━━━━━ Texto para leer ━━━━━

MENSAJE
DEL SANTO PADRE
PARA LA XXVI JORNADA MUNDIAL DE LA PAZ
SI QUIERES LA PAZ, SAL AL ENCUENTRO DEL POBRE
1 Enero 1993
"Si quieres la paz..."
1. ¿Qué persona de buena voluntad no aspira a la paz? Hoy la paz es
reconocida universalmente como uno de los valores más altos que hay que
buscar y defender. Sin embargo, mientras se disipa el espectro de una
guerra devastadora entre bloques ideológicos contrapuestos, graves
conflictos locales siguen perturbando diversas regiones de la tierra. En
particular, está a la vista de todos la dramática situación en que se
encuentra la Bosnia-Herzegovina, donde cada día las acciones bélicas
siguen ocasionando nuevas víctimas, especialmente entre la población
civil indefensa, y causando ingentes daños materiales a las propiedades
y al medio ambiente. Parece que nada pueda hacer frente a la violencia
incontrolada de las armas: ni los esfuerzos conjuntos para favorecer una
tregua efectiva, ni la acción humanitaria de las organizaciones
internacionales, ni la petición de paz que se eleva al unísono desde las
tierras ensangrentadas por los combates. La lógica aberrante de la
guerra prevalece, por desgracia, sobre los repetidos llamamientos a la
paz hechos por personas cualificadas.
Se constata y se hace cada más grave en el mundo otra seria
amenaza para la paz: muchas personas, es más, poblaciones enteras
viven hoy en condiciones de extrema pobreza. La desigualdad entre
ricos y pobres se ha hecho más evidente, incluso en las naciones más
desarrolladas económicamente. Se trata de un problema que se plantea
a la conciencia de la humanidad, puesto que las condiciones en que
se encuentra un gran número de personas son tales que ofenden su
dignidad innata y comprometen, por consiguiente, el auténtico y armónico
progreso de la comunidad mundial.

━━━━━ Entradas disponibles ━━━━━

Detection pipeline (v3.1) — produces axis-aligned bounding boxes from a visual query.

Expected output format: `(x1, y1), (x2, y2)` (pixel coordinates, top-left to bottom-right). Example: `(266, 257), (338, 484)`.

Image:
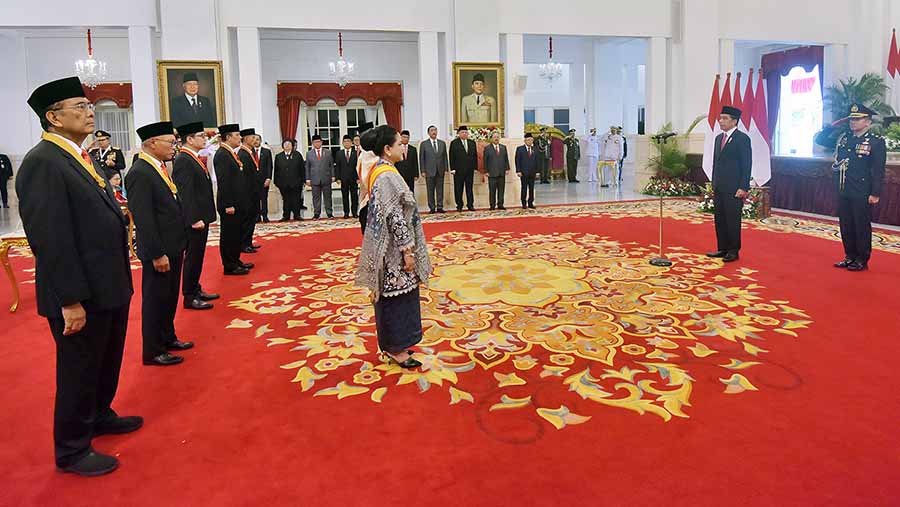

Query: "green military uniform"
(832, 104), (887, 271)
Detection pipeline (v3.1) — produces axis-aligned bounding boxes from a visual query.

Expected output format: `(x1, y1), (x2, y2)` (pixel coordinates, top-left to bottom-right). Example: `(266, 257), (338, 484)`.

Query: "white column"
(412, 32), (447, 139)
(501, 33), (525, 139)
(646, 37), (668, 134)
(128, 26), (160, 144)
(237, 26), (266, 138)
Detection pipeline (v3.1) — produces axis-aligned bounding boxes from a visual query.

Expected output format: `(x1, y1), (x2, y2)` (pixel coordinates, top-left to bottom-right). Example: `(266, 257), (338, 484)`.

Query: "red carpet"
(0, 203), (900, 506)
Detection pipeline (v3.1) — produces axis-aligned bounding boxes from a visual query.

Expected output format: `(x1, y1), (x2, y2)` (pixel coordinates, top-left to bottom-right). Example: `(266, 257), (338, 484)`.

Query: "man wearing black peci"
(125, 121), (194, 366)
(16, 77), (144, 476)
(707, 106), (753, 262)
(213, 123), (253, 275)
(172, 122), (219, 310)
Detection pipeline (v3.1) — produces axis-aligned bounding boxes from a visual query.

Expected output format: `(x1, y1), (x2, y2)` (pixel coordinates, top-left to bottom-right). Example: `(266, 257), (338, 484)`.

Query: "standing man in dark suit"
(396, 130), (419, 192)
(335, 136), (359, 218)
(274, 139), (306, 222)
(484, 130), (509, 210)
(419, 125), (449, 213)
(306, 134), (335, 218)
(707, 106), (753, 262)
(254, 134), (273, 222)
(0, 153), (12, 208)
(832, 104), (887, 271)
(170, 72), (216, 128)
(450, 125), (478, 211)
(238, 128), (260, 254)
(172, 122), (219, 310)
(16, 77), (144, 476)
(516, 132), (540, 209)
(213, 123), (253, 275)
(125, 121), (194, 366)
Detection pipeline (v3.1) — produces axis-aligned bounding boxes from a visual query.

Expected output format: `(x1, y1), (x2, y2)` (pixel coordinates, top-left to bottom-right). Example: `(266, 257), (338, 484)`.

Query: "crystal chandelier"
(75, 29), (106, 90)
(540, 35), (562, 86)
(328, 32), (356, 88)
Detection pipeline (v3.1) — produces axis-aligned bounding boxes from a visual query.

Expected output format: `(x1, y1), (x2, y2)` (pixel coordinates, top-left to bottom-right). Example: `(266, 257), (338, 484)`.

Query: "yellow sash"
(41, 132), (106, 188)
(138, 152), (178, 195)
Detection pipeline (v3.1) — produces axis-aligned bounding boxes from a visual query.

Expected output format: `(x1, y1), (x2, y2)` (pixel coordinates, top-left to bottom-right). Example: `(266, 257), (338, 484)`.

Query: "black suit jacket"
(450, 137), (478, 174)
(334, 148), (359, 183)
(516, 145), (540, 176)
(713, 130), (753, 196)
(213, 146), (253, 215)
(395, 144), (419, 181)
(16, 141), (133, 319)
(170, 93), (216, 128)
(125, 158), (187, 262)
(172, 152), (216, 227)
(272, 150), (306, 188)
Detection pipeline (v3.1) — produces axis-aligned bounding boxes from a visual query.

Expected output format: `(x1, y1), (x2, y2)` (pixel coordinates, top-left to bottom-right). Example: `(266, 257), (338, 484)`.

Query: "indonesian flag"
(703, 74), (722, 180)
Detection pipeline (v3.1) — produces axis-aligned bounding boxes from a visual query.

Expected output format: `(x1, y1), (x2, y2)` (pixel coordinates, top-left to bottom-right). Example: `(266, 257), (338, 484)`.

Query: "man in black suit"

━━━━━

▶ Requisitos de tareas
A – Filtre las entradas y copie cada línea que contenga la palabra "suit".
B – Prosiga el mensaje sobre la paz y la pobreza a partir de su última oración.
Las entradas no guardan ninguna relación con el mensaje sobre la paz y la pobreza.

▶ Respuestas del ejercicio
A –
Query: "standing man in dark suit"
Query: "black suit jacket"
Query: "man in black suit"

B –
Esta realidad emerge con toda su gravedad en numerosos países del
mundo: tanto en Europa como en Africa, Asia y América. En diversas
regiones no son pocos los desafíos sociales y económicos que deben
afrontar los creyentes y los hombres de buena voluntad. Pobreza y
miseria, diferencias sociales e injusticias a veces legalizadas,
conflictos fratricidas y regímenes opresores interpelan la conciencia de
poblaciones enteras en cualquier parte del mundo.
La reciente Conferencia del Episcopado latinoamericano, celebrada en
Santo Domingo el pasado mes de octubre, ha estudiado con atención la
situación existente en América Latina y, proponiendo de nuevo con gran
urgencia a los cristianos la tarea de la nueva evangelización, ha
invitado de manera apremiante a los fieles y a cuantos aman la justicia
y el bien a servir la causa del hombre sin soslayar ninguna de
sus exigencias más profundas. Los obispos han recordado la gran misión
que debe coordinar los esfuerzos de todos: defender la dignidad de la
persona, comprometerse en una distribución equitativa de los bienes,
promover de manera armónica y solidaria una sociedad donde cada uno se
sienta acogido y amado. Éstos son, como se puede ver, los
presupuestos imprescindibles para construir la verdadera paz.
En efecto, decir "paz" es decir mucho más que la simple ausencia de
guerras; es pedir una situación de auténtico respeto a la dignidad y los
derechos de cada ser humano, que le permita realizarse en plenitud. La
explotación de los débiles, las preocupantes zonas de miseria y las
desigualdades sociales constituyen otros tantos obstáculos y rémoras
para que se produzcan las condiciones estables para una auténtica paz.
Pobreza y paz: al inicio del nuevo año, quisiera invitar a
todos a una reflexión común sobre las múltiples conexiones existentes
entre estas dos realidades.
En particular, deseo llamar la atención sobre la amenaza para la paz
derivada de la pobreza, sobre todo cuando ésta se convierte en miseria.
Son millones los niños, las mujeres y los hombres que sufren
cotidianamente hambre, inseguridad y marginación. Estas situaciones
constituyen una grave ofensa a la dignidad humana y contribuyen a la
inestabilidad social.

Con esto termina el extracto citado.